=== Data to examine ===
........

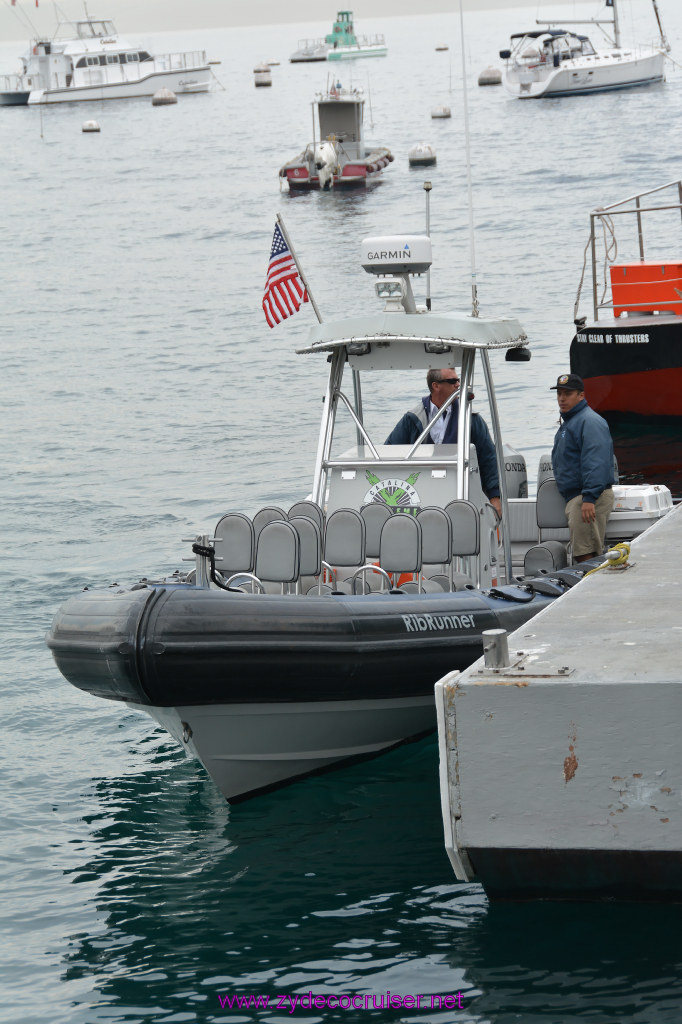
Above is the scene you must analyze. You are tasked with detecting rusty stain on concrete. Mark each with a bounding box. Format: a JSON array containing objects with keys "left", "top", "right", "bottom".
[{"left": 563, "top": 723, "right": 578, "bottom": 783}]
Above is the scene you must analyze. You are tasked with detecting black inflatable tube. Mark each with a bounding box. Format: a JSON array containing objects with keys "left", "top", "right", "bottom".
[{"left": 46, "top": 580, "right": 565, "bottom": 708}]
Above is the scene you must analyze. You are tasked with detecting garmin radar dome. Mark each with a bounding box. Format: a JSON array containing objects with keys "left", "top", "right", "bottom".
[{"left": 361, "top": 236, "right": 432, "bottom": 275}]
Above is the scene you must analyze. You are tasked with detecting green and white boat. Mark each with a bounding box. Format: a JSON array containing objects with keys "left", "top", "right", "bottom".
[{"left": 290, "top": 11, "right": 387, "bottom": 64}]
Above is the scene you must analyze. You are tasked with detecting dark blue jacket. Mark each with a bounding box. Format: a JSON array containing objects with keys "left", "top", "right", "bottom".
[
  {"left": 385, "top": 396, "right": 500, "bottom": 500},
  {"left": 551, "top": 398, "right": 615, "bottom": 504}
]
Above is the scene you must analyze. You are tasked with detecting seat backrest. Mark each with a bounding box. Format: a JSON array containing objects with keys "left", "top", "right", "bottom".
[
  {"left": 536, "top": 479, "right": 568, "bottom": 530},
  {"left": 289, "top": 516, "right": 322, "bottom": 577},
  {"left": 418, "top": 506, "right": 452, "bottom": 564},
  {"left": 252, "top": 506, "right": 287, "bottom": 542},
  {"left": 213, "top": 512, "right": 255, "bottom": 575},
  {"left": 288, "top": 500, "right": 324, "bottom": 531},
  {"left": 324, "top": 508, "right": 365, "bottom": 568},
  {"left": 254, "top": 519, "right": 300, "bottom": 584},
  {"left": 524, "top": 540, "right": 567, "bottom": 577},
  {"left": 360, "top": 503, "right": 392, "bottom": 559},
  {"left": 379, "top": 513, "right": 422, "bottom": 574},
  {"left": 445, "top": 499, "right": 480, "bottom": 556}
]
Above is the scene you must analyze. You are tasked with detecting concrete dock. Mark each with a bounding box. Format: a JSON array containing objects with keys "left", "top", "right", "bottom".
[{"left": 436, "top": 501, "right": 682, "bottom": 901}]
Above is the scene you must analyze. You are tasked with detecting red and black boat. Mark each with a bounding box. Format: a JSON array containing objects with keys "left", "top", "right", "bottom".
[{"left": 570, "top": 180, "right": 682, "bottom": 424}]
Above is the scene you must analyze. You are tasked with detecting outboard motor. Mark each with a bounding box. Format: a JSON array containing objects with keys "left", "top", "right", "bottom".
[
  {"left": 537, "top": 452, "right": 554, "bottom": 491},
  {"left": 503, "top": 444, "right": 527, "bottom": 499},
  {"left": 537, "top": 452, "right": 618, "bottom": 491},
  {"left": 315, "top": 141, "right": 338, "bottom": 190}
]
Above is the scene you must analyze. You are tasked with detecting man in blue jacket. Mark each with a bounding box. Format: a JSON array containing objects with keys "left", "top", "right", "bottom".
[
  {"left": 385, "top": 368, "right": 501, "bottom": 516},
  {"left": 550, "top": 372, "right": 615, "bottom": 563}
]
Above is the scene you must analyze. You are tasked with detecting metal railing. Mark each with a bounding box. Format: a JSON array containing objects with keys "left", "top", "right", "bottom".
[
  {"left": 0, "top": 74, "right": 27, "bottom": 91},
  {"left": 587, "top": 179, "right": 682, "bottom": 320}
]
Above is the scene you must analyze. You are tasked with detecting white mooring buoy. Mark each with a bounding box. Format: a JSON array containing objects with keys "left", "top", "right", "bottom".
[
  {"left": 408, "top": 142, "right": 437, "bottom": 167},
  {"left": 253, "top": 62, "right": 272, "bottom": 87},
  {"left": 81, "top": 119, "right": 100, "bottom": 133},
  {"left": 431, "top": 105, "right": 451, "bottom": 119},
  {"left": 152, "top": 88, "right": 177, "bottom": 106},
  {"left": 478, "top": 65, "right": 502, "bottom": 86}
]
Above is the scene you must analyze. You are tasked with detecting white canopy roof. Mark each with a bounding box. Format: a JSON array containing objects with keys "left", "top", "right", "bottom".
[{"left": 297, "top": 311, "right": 528, "bottom": 366}]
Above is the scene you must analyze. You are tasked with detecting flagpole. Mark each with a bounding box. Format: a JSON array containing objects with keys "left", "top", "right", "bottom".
[
  {"left": 275, "top": 215, "right": 365, "bottom": 448},
  {"left": 276, "top": 213, "right": 323, "bottom": 324}
]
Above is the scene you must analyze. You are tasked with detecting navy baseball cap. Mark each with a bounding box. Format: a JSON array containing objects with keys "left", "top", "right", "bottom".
[{"left": 550, "top": 373, "right": 584, "bottom": 391}]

........

Copy out the material above in full and exactly; its pictures are not to appear.

Above is the scene you must analyze. You are tasked with detecting rusty stain on concrete. Mark each with a bounding box. Format: a JSON array containing objects with keys "left", "top", "right", "bottom".
[{"left": 563, "top": 723, "right": 578, "bottom": 783}]
Above is the scene you must analyze. You are tasked with detecting black inflatable tube. Mark each with a bounding box. Format: a JSON array containing objects with keys "left", "top", "right", "bottom".
[{"left": 46, "top": 580, "right": 565, "bottom": 708}]
Above is the scene you must analyze. You are tasked with detecting garmin radar dome. Mark each with a bounding box. Format: a JSON array containing objects with keys "left", "top", "right", "bottom".
[{"left": 361, "top": 236, "right": 432, "bottom": 275}]
Above is the scene you must analyze. You are tasked with detecting green and white boat. Mark each with a bounding box. Format: a JSON array containing objects with keys "left", "top", "right", "bottom".
[{"left": 290, "top": 11, "right": 387, "bottom": 64}]
Above is the scene you must analyze. You are tasked with detecting dark blue jacket. Mark each with a bounding box. Format: a JSON array containing objects with keys "left", "top", "right", "bottom".
[
  {"left": 385, "top": 396, "right": 500, "bottom": 500},
  {"left": 551, "top": 398, "right": 615, "bottom": 504}
]
Above is the scene you must analyze. You are tasked with detecting seat backrest. Mark each with a bounding box. Format: a JSON array containing objects with keys "left", "top", "right", "bottom".
[
  {"left": 536, "top": 479, "right": 568, "bottom": 530},
  {"left": 289, "top": 516, "right": 322, "bottom": 577},
  {"left": 418, "top": 506, "right": 452, "bottom": 564},
  {"left": 252, "top": 506, "right": 287, "bottom": 542},
  {"left": 213, "top": 512, "right": 255, "bottom": 575},
  {"left": 288, "top": 500, "right": 324, "bottom": 531},
  {"left": 324, "top": 508, "right": 365, "bottom": 568},
  {"left": 254, "top": 519, "right": 300, "bottom": 584},
  {"left": 524, "top": 540, "right": 567, "bottom": 577},
  {"left": 360, "top": 503, "right": 392, "bottom": 559},
  {"left": 379, "top": 513, "right": 422, "bottom": 574},
  {"left": 445, "top": 499, "right": 480, "bottom": 556}
]
Above is the scene you must analyze. You are tasked with detecting concrete dock. Mark each with a bounding box. Format: a JSON array containing objects with keys "left", "top", "right", "bottom".
[{"left": 436, "top": 501, "right": 682, "bottom": 901}]
Above is the scene you must analyze. You are tasked with detecting red and black boat. Mark each with a bounding box. Format: a JSON array containing objects with keys "left", "top", "right", "bottom".
[{"left": 570, "top": 180, "right": 682, "bottom": 424}]
Above is the scene you must analyze. You are tasked with detecting outboard motor. Mark each with a bounding box. Format: a JSON array containing objects with keys "left", "top", "right", "bottom".
[
  {"left": 537, "top": 452, "right": 554, "bottom": 491},
  {"left": 503, "top": 444, "right": 527, "bottom": 499},
  {"left": 537, "top": 452, "right": 618, "bottom": 491},
  {"left": 315, "top": 141, "right": 338, "bottom": 190}
]
Above is the scene you must analyze. You are tasked with detecting man in blue jacket. Mark each with a bounding box. Format: a JSON array containing objects with keys "left", "top", "right", "bottom".
[
  {"left": 385, "top": 368, "right": 501, "bottom": 516},
  {"left": 550, "top": 372, "right": 615, "bottom": 563}
]
Above is the scene you must analyze. You are tasked with detecting metal railing. Mark each with a bounding box. Format: a JSON array containing objects with keys "left", "top", "right", "bottom".
[
  {"left": 0, "top": 74, "right": 27, "bottom": 91},
  {"left": 587, "top": 179, "right": 682, "bottom": 320}
]
Above is the scene you must analyze. You are tasked with detecting white mooring buoy. Mark each with a bounding box. Format: a JSON array containing objects with keys "left", "top", "right", "bottom".
[
  {"left": 408, "top": 142, "right": 437, "bottom": 167},
  {"left": 253, "top": 62, "right": 272, "bottom": 87},
  {"left": 81, "top": 119, "right": 100, "bottom": 133},
  {"left": 431, "top": 105, "right": 451, "bottom": 119},
  {"left": 152, "top": 88, "right": 177, "bottom": 106},
  {"left": 478, "top": 65, "right": 502, "bottom": 86}
]
Above is the scene you must analyze. You are tasked with detecting white canopy roof. Mark each with a bounding box. Format: a JSON array containing objects with keys "left", "top", "right", "bottom".
[{"left": 297, "top": 311, "right": 528, "bottom": 366}]
Above is the scene you must analyze. You are tasked with detecting flagpole. Mark each with a bounding box. Format: a JSON array containing objects with keys "left", "top", "right", "bottom".
[
  {"left": 275, "top": 215, "right": 365, "bottom": 448},
  {"left": 276, "top": 213, "right": 323, "bottom": 324}
]
Above is the scene you must analyze. You are tasked with detecting navy baseball cap. Mark each with a bounding box. Format: a JSON array containing objects with keys "left", "top", "right", "bottom".
[{"left": 550, "top": 373, "right": 584, "bottom": 391}]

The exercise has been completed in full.